Comment mieux les comprendre que de relire ces quelques pages introductives de S Haffner : le grand duel entre l'individu et l'Etat - a fortiori lorsque celui-ci a des visées totalitaires. Ce qu'il écrit ici c'est combien la condition de possibilité du totalitarisme réside dans l'effacement plus ou moins rapide, brutal ou progressif, de toute limite entre la sphère publique et privée ce qui ne fait que souligner l'importance de l'invention romaine de la protection de la vie privée contre les empiétements de l'Etat.

Ce qui constitue un véritable renversement à quoi finalement nul ne semble s'être véritablement préparé, ni intellectuellement ni politiquement : l'Etat, mais plus généralement le groupe, la collectivité, au lieu d'être au moins protecteur, au mieux moyen de la réalisation de l'individu, s'avère au contraire comme la menace principale au point qu'il ne paraisse plus être d'échappatoire possible.

Cette notion d'échappatoire ce n'est pas la première fois que nous la rencontrons *: c'est celle d'abord de Rémus qui déroge, mais c'est aussi celle de Moïse qui invente un peuple dans la sortie d'Egypte. A chaque fois, sur un mode toujours dérogatoire, il y a invention, il y a fondation. La possibilité même de la sortie est une autre façon de dire que la loi ne couvre pas tout, qu'il est toujours possible de placer devant sa propre norme - autonomie - quitte à ce que ceci signifie à terme rupture et donc refondation. Si le totalitarisme a un sens il tient dans le mot totalité : il n'y a pas d'extérieur. Enée est un exilé ; les jumeaux aussi ; Moïse est un immigré pour devenir bientôt un migrant et le peuple juif qui s'invente dans la traversée du désert est le symbole de cette sortie qui est toujours recherche et invention d'une terre. Interdire l'exil, inventer un espace politique à l'extérieur de quoi il n'y ait rien, est l'essence même du totalitarisme. On comprend mieux alors pourquoi le fondateur est toujours en réalité un refondateur mais aussi pourquoi il est un problème.
..............................
> _TRAVAIL DEMANDÉ_:
• a. D'après l'extrait, qu'est-ce qui constitue l'essence même du totalitarisme ?
• b. Reprenez mot pour mot tout le passage de l'extrait, depuis « Comment mieux les » jusqu'à « empiétements de l'Etat. » inclus.
Appuyez-vous uniquement sur l'extrait.

> _DONNÉES ENREGISTRÉES_:
..............................
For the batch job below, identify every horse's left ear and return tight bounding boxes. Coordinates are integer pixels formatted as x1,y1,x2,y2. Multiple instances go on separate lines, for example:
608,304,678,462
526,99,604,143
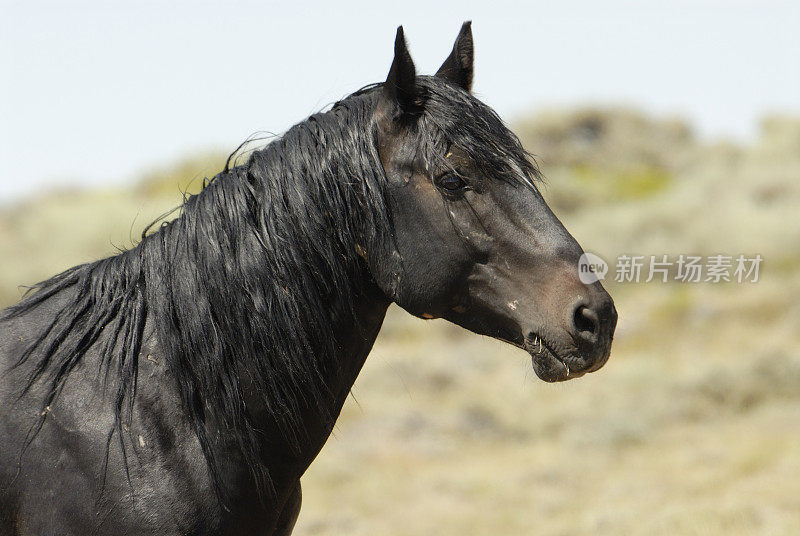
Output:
..............................
> _CORRIGÉ DES EXERCICES_:
• a. Interdire l'exil, inventer un espace politique à l'extérieur de quoi il n'y ait rien.

• b.
Comment mieux les comprendre que de relire ces quelques pages introductives de S Haffner : le grand duel entre l'individu et l'Etat - a fortiori lorsque celui-ci a des visées totalitaires. Ce qu'il écrit ici c'est combien la condition de possibilité du totalitarisme réside dans l'effacement plus ou moins rapide, brutal ou progressif, de toute limite entre la sphère publique et privée ce qui ne fait que souligner l'importance de l'invention romaine de la protection de la vie privée contre les empiétements de l'Etat.